**** Records to use ****

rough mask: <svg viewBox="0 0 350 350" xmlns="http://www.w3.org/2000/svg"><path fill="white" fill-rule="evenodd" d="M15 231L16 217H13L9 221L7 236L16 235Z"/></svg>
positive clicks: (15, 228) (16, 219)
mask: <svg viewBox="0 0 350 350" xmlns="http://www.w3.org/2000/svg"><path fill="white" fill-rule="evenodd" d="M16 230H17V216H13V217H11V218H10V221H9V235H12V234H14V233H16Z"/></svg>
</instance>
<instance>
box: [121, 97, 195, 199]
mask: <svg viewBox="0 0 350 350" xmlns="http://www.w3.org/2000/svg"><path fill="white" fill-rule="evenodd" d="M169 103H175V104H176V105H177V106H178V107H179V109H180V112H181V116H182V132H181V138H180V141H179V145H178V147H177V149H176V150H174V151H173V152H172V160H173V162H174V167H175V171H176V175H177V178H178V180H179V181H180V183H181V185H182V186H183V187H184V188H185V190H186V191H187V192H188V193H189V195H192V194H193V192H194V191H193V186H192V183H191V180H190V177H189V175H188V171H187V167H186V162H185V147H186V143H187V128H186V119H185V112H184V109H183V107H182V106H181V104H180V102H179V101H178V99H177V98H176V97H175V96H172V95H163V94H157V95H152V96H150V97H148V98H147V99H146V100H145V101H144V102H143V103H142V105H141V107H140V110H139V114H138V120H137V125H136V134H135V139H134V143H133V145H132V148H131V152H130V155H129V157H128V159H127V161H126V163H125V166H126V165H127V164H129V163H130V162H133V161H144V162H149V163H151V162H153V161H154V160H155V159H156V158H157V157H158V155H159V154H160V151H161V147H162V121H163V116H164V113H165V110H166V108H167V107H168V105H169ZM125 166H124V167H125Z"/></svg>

****

> **Work to be completed**: Put every line of the records above into a Markdown table with the columns "No." and "Entry", numbering the rows and leaving out blank lines.

> **Problem solution**:
| No. | Entry |
|---|---|
| 1 | rough mask: <svg viewBox="0 0 350 350" xmlns="http://www.w3.org/2000/svg"><path fill="white" fill-rule="evenodd" d="M15 231L16 217H13L9 221L7 236L16 235Z"/></svg> |
| 2 | positive clicks: (15, 228) (16, 219) |
| 3 | mask: <svg viewBox="0 0 350 350" xmlns="http://www.w3.org/2000/svg"><path fill="white" fill-rule="evenodd" d="M16 230H17V216H13V217H11V218H10V221H9V235H12V234H14V233H16Z"/></svg> |
| 4 | </instance> |
| 5 | <instance> |
| 6 | box: [121, 97, 195, 199] |
| 7 | mask: <svg viewBox="0 0 350 350" xmlns="http://www.w3.org/2000/svg"><path fill="white" fill-rule="evenodd" d="M169 103H175V104H176V105H177V106H178V107H179V109H180V112H181V116H182V132H181V138H180V141H179V145H178V147H177V149H176V150H174V151H173V152H172V160H173V162H174V167H175V171H176V175H177V178H178V180H179V181H180V183H181V185H182V186H183V187H184V188H185V190H186V191H187V192H188V193H189V195H192V194H193V192H194V191H193V186H192V183H191V180H190V177H189V175H188V171H187V167H186V162H185V147H186V143H187V128H186V119H185V112H184V109H183V107H182V106H181V104H180V102H179V101H178V99H177V98H176V97H175V96H172V95H163V94H157V95H152V96H150V97H148V98H147V99H146V100H145V101H144V102H143V103H142V105H141V107H140V110H139V114H138V120H137V125H136V134H135V139H134V143H133V145H132V148H131V152H130V155H129V157H128V159H127V161H126V163H125V166H126V165H127V164H129V163H130V162H133V161H144V162H149V163H151V162H153V161H154V160H155V159H156V158H157V157H158V155H159V154H160V151H161V147H162V121H163V116H164V113H165V110H166V108H167V107H168V105H169ZM125 166H124V167H125Z"/></svg> |